Continue the forum thread on European road tolls from where it stops.

Source document ::
— START —

# Tolls Calculator & Info



## listerdiesel (Aug 3, 2012)

Just stumbled over this site, seems to cover most of Europe, but have no idea how up to date it is.

Prices listed as for 2013

http://www.dalnicni-znamky.com/en/highway-toll-united-kingdom.html

The page is set to UK, others on the index on the left, it is also multi-lingual.

Might help someone.

Peter


----------



## nicholsong (May 26, 2009)

Peter

Since you have posted this in 'Poland Touring' I think I ought to point out that for Poland the entry is about 2 years out of date.


Now the Motorways and quite a lot of the road network which is non-Motorway, is covered by the VIA Toll (GO-type) box system for vehicles over 3.5t., with monitors on overhead gantries deducting amounts from pre-loaded credit.

I the A4 is still be operating manual tolls for under 3.5t and may still be on the Katowice-Krakow section which was the original tolled bit.

I cannot speak for other counties' entries on the site, but the Polish info does bring in some doubt.

Geoff


----------



## listerdiesel (Aug 3, 2012)

Thanks, Geoff, I did say I didn't know how up to date it was. There may be a more up to date version, I'll have a look around.

Peter


----------



## Pudsey_Bear (Sep 25, 2008)

You just can't please some people :roll: :roll: :wink: :wink:


----------



## nicholsong (May 26, 2009)

Kev_n_Liz said:


> You just can't please some people :roll: :roll: :wink: :wink:


I do not understand the reason for that comment.

— END —

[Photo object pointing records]
— START —

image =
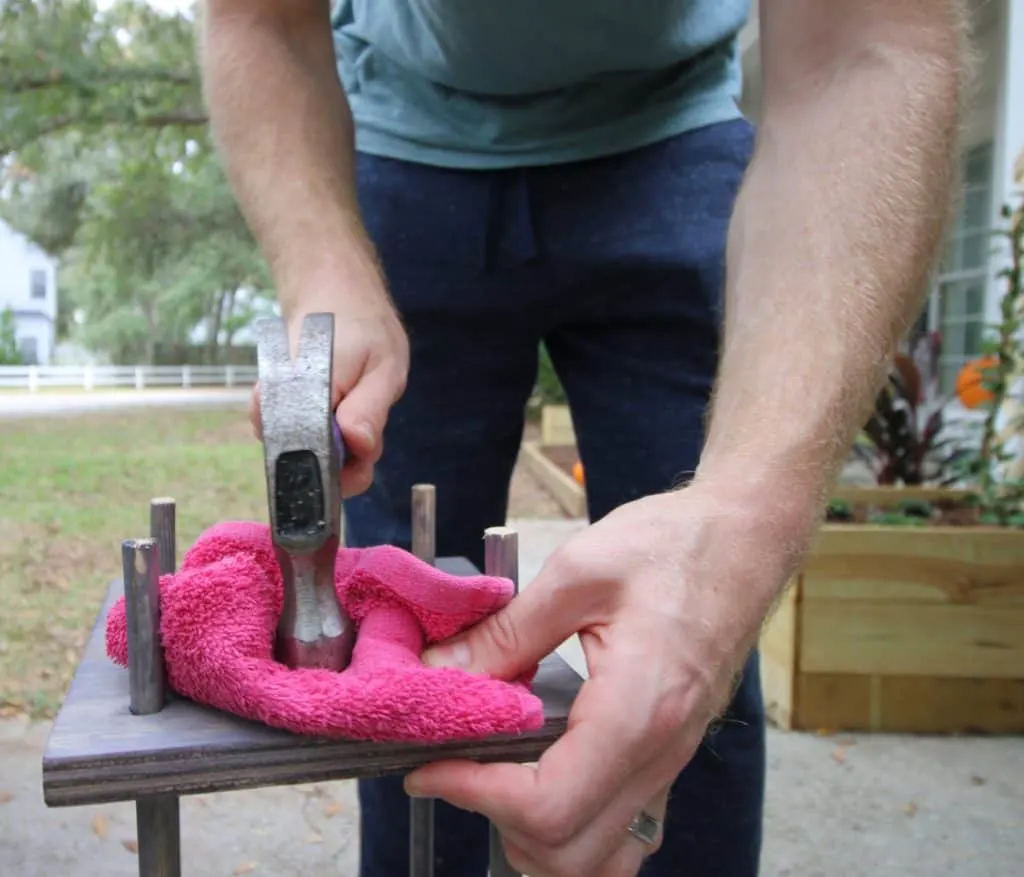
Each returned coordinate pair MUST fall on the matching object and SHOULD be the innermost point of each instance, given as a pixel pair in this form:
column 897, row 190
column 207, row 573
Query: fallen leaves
column 100, row 826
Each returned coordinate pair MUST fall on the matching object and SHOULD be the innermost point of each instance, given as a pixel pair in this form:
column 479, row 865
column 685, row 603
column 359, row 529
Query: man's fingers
column 587, row 773
column 363, row 413
column 530, row 627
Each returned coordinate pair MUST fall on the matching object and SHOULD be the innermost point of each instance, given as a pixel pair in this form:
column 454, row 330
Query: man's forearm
column 833, row 237
column 285, row 132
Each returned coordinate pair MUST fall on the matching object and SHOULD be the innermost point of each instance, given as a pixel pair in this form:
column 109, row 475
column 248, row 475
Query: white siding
column 28, row 286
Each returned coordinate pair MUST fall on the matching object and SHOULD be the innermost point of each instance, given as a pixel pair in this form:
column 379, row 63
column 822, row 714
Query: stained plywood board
column 99, row 752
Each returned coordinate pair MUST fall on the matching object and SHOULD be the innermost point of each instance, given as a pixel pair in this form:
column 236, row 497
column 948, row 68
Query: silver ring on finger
column 645, row 828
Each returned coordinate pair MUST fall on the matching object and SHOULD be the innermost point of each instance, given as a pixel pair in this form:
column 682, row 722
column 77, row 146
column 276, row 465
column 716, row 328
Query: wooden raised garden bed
column 551, row 460
column 896, row 628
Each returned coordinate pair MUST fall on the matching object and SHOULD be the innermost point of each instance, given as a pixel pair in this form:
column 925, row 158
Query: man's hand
column 668, row 594
column 286, row 134
column 371, row 365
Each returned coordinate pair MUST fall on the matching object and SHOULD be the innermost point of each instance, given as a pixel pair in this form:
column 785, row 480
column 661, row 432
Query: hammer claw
column 302, row 457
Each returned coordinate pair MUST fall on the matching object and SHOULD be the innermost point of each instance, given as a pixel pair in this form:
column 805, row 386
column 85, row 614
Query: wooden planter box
column 900, row 629
column 550, row 460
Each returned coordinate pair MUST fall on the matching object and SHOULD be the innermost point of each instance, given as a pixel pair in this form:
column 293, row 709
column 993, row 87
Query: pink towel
column 218, row 618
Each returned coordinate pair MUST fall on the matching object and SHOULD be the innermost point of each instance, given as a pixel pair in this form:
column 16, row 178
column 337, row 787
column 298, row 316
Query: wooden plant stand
column 101, row 750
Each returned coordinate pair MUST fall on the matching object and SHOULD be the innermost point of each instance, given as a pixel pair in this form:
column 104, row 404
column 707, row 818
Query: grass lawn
column 71, row 490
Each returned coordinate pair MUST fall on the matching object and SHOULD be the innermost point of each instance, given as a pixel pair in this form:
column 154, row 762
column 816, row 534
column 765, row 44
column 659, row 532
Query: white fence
column 140, row 377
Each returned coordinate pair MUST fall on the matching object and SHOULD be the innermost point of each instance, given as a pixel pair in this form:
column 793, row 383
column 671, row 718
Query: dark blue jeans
column 617, row 263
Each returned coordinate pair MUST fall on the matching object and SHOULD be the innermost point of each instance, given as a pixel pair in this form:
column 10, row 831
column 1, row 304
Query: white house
column 28, row 286
column 966, row 290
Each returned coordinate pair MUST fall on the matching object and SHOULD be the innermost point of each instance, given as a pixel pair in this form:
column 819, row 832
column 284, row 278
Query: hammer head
column 303, row 455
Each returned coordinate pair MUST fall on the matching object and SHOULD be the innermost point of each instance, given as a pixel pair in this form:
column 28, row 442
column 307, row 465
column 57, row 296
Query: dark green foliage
column 906, row 445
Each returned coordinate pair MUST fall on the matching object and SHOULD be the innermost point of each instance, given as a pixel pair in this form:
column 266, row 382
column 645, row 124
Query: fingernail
column 456, row 655
column 367, row 431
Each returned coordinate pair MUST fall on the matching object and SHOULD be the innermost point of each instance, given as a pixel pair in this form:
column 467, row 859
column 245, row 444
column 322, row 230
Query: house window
column 957, row 308
column 29, row 350
column 37, row 283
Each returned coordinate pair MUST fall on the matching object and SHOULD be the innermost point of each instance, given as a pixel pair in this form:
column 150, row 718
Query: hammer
column 303, row 453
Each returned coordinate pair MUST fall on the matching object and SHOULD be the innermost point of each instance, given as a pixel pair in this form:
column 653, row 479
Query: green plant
column 549, row 387
column 1000, row 491
column 9, row 355
column 905, row 442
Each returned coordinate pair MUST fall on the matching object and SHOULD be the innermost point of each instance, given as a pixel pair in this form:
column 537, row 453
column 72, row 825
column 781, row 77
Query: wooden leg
column 158, row 824
column 157, row 817
column 421, row 810
column 501, row 557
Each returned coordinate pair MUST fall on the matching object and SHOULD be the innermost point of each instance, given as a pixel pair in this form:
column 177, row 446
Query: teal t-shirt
column 499, row 83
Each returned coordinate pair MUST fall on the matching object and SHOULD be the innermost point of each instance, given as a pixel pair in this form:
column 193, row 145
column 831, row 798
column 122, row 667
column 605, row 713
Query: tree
column 9, row 355
column 67, row 66
column 109, row 165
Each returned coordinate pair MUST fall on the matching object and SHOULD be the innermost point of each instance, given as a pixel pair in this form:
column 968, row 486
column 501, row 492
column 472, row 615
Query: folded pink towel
column 218, row 616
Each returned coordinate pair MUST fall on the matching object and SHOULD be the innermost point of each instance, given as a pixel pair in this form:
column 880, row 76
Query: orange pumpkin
column 970, row 387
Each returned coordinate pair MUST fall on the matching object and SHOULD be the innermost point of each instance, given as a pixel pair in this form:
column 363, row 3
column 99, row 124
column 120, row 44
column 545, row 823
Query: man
column 577, row 171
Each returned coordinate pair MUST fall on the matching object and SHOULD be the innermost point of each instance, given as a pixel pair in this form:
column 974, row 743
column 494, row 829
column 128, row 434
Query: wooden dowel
column 158, row 821
column 145, row 657
column 421, row 810
column 158, row 818
column 425, row 523
column 501, row 557
column 162, row 528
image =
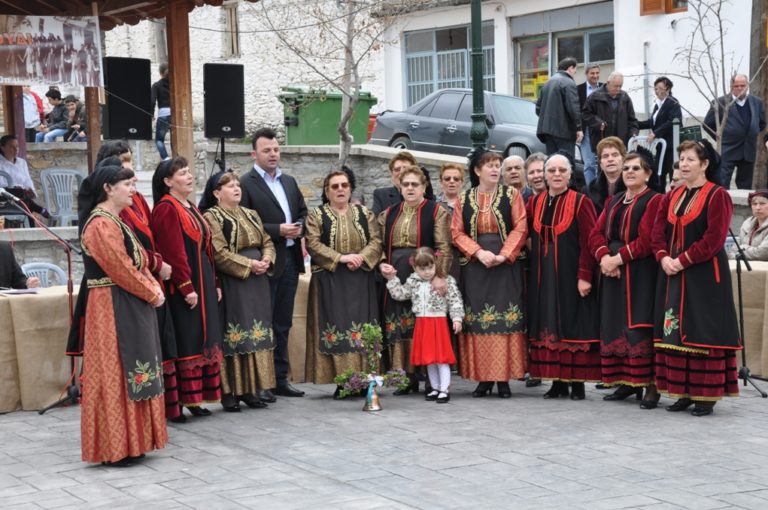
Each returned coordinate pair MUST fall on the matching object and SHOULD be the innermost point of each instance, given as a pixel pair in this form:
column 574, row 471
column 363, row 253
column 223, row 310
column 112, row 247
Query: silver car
column 441, row 122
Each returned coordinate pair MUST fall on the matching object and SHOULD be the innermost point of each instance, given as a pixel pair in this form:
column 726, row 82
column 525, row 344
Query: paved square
column 521, row 453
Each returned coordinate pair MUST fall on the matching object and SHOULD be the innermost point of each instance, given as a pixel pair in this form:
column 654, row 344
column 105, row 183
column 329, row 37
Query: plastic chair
column 42, row 271
column 10, row 212
column 60, row 187
column 638, row 140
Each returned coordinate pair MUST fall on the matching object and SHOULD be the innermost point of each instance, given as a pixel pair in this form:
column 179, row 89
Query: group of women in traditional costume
column 624, row 298
column 175, row 308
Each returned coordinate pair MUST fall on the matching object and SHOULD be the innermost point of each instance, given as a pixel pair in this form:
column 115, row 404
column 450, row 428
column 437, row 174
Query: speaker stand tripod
column 744, row 373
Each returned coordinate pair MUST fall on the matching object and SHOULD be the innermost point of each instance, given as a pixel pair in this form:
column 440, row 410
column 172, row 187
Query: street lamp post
column 479, row 131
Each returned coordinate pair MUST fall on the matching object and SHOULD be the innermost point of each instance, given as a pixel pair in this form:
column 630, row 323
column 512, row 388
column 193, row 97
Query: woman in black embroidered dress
column 621, row 244
column 489, row 227
column 183, row 238
column 413, row 223
column 563, row 326
column 696, row 332
column 344, row 243
column 243, row 254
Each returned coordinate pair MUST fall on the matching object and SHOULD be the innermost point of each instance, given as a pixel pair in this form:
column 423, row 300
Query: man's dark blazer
column 662, row 126
column 739, row 142
column 385, row 197
column 258, row 196
column 581, row 88
column 11, row 274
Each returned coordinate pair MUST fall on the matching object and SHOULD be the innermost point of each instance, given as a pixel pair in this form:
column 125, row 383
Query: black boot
column 558, row 389
column 483, row 389
column 577, row 391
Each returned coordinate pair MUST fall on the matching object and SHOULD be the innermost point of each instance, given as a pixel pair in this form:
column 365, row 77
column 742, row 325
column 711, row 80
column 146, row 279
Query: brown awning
column 111, row 12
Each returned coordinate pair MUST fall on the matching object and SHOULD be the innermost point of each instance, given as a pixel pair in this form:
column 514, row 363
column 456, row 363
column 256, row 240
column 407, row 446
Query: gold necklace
column 629, row 200
column 490, row 201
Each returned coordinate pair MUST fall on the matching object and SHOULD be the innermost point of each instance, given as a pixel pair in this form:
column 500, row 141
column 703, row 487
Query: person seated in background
column 386, row 197
column 76, row 120
column 753, row 234
column 513, row 170
column 11, row 275
column 57, row 123
column 21, row 185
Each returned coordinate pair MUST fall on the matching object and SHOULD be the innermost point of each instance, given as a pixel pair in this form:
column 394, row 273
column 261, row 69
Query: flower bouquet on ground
column 368, row 341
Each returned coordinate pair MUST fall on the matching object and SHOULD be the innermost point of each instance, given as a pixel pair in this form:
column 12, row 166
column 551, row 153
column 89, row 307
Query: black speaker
column 224, row 89
column 129, row 109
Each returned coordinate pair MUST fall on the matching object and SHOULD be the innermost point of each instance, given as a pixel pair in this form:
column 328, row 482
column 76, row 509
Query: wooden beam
column 93, row 111
column 177, row 23
column 13, row 110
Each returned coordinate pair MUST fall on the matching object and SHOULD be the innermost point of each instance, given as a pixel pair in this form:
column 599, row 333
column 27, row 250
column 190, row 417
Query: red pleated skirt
column 710, row 377
column 431, row 342
column 565, row 365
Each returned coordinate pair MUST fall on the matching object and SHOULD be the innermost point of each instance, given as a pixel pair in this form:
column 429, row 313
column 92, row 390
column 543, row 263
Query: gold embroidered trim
column 93, row 283
column 681, row 348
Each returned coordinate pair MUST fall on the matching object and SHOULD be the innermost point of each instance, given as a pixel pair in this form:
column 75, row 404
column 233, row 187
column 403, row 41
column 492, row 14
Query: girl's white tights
column 439, row 376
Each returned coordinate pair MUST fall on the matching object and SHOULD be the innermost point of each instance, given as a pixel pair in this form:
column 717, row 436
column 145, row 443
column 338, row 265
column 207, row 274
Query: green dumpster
column 312, row 116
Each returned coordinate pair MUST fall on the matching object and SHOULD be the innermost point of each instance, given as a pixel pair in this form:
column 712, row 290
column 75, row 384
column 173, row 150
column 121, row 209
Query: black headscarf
column 91, row 191
column 208, row 200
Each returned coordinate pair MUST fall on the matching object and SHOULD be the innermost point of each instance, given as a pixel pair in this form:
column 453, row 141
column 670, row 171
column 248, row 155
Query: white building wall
column 666, row 34
column 267, row 66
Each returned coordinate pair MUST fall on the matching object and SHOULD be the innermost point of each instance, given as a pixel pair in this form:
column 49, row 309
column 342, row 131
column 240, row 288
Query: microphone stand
column 744, row 373
column 73, row 392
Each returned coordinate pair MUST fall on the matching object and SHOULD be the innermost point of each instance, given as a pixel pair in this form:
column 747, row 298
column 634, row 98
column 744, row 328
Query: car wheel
column 518, row 150
column 401, row 142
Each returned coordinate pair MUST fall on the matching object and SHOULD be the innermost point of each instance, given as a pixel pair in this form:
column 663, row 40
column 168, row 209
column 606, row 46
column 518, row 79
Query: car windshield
column 511, row 110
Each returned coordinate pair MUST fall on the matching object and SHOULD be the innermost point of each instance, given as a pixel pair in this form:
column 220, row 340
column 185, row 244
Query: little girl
column 431, row 338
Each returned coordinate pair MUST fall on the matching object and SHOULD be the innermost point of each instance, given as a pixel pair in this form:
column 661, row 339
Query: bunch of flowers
column 369, row 343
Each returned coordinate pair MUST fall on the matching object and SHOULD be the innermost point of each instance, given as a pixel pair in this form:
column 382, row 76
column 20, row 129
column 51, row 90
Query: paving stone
column 316, row 453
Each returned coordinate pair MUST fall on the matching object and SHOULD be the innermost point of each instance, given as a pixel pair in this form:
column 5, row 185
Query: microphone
column 7, row 194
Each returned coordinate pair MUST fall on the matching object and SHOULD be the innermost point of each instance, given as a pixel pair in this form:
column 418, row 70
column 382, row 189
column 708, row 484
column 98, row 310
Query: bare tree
column 706, row 61
column 331, row 39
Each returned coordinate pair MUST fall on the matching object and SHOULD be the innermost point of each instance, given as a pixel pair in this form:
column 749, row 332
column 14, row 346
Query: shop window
column 438, row 59
column 662, row 6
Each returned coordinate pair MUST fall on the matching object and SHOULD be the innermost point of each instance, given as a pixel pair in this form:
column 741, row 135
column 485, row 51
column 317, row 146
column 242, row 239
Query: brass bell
column 372, row 402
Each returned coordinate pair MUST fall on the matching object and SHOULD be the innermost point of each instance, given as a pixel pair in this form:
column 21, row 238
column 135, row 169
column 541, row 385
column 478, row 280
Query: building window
column 231, row 46
column 662, row 6
column 439, row 59
column 534, row 64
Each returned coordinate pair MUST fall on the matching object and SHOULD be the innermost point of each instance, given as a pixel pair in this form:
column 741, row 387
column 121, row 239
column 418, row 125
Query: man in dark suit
column 745, row 120
column 277, row 199
column 389, row 196
column 592, row 83
column 665, row 111
column 11, row 275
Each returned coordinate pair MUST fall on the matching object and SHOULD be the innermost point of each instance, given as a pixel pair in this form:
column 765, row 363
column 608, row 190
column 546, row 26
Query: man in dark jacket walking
column 745, row 120
column 558, row 110
column 609, row 112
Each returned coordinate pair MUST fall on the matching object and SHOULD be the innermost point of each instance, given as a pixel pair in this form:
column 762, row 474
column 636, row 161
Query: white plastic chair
column 60, row 187
column 42, row 271
column 643, row 140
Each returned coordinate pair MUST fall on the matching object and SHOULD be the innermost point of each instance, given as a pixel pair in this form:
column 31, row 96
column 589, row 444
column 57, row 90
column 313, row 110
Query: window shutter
column 651, row 7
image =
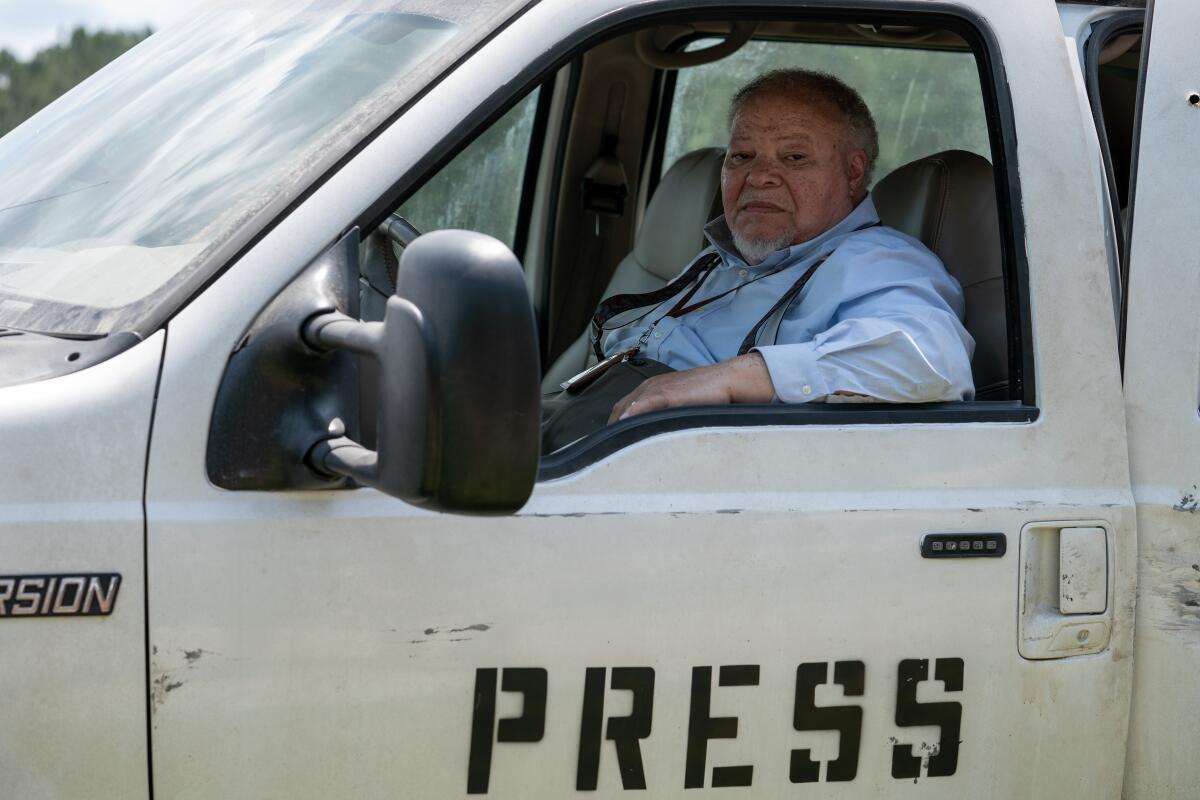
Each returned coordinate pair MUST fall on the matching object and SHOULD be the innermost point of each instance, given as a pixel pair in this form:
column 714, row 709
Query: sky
column 29, row 25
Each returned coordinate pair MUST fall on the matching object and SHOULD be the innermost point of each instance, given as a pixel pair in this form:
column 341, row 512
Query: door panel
column 73, row 449
column 342, row 643
column 1162, row 371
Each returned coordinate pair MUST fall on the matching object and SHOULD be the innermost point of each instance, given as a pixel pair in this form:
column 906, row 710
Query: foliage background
column 28, row 86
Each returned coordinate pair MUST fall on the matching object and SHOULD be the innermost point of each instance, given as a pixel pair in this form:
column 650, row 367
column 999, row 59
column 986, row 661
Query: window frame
column 1001, row 127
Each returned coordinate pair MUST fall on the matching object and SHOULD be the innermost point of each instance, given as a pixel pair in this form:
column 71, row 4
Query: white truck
column 274, row 522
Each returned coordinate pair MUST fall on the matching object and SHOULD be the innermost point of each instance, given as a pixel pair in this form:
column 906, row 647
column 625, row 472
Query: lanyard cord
column 697, row 274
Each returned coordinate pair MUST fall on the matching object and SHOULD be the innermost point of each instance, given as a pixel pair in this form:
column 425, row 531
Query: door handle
column 1065, row 584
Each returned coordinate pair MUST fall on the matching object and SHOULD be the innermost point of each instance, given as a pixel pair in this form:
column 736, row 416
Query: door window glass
column 923, row 101
column 480, row 190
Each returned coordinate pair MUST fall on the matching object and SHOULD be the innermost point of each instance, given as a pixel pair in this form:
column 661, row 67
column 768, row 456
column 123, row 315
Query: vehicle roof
column 1121, row 4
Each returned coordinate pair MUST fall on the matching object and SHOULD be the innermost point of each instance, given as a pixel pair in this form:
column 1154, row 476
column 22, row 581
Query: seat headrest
column 948, row 202
column 671, row 232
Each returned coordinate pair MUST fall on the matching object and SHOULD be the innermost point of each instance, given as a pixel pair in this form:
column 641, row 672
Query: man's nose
column 762, row 173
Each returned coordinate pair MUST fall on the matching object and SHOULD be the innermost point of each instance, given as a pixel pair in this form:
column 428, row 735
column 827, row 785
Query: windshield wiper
column 52, row 197
column 7, row 330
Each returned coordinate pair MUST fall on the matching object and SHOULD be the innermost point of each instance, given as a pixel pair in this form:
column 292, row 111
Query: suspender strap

— END —

Task result ::
Peter stated in his OP that he did not know if it was up-to-date. I was supplying some info on that point.

Peter thanked me and said he would look for an update - he appeared not take my post as a complaint.

I particularly posted the correction to the info in Peter's link because he had posted in 'Poland Touring' (maybe inadvertently). Anyone in the future searching that sub-forum might well need the current info, especially since the signage for these non-Motorway toll roads is non-existent and information is hard to find unless you know what to look for.

I also posted the same info on another thread where a Member wrote about avoiding the toll roads in Poland.

Geoff


----------



## Pudsey_Bear (Sep 25, 2008)

nicholsong said:


> Kev_n_Liz said:
> 
> 
> > You just can't please some people :roll: :roll: :wink: :wink:
> ...


Calm down man, it was said in jest, did you not see the wink/smiles.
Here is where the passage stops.